Assignment:
When the line containing "Could you please indicate the union" is found in the data below, copy it and each line after it through the line containing "Could you please indicate the blue", exactly and with no others.

Dataset extract:
══════════════════════════════

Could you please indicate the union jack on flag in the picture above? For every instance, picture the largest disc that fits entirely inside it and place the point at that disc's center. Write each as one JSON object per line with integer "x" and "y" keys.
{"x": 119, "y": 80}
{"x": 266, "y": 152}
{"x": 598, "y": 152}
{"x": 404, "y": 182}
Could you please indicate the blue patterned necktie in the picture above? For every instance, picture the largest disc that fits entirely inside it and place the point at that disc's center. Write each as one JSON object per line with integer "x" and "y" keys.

══════════════════════════════

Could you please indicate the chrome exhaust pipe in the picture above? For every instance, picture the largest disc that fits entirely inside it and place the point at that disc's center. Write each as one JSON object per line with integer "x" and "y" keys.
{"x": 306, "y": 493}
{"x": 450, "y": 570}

══════════════════════════════

Result of the task:
Could you please indicate the union jack on flag in the picture above? For every instance, picture the largest disc that fits entirely inside it and place the point at that disc's center. Write each as one JSON object per line with integer "x" and "y" keys.
{"x": 119, "y": 80}
{"x": 266, "y": 152}
{"x": 598, "y": 152}
{"x": 404, "y": 182}
Could you please indicate the blue patterned necktie in the picture above? For every instance, picture the largest disc that fits entirely inside it and place the point at that disc's center. Write each as one JSON object per line with integer "x" and "y" keys.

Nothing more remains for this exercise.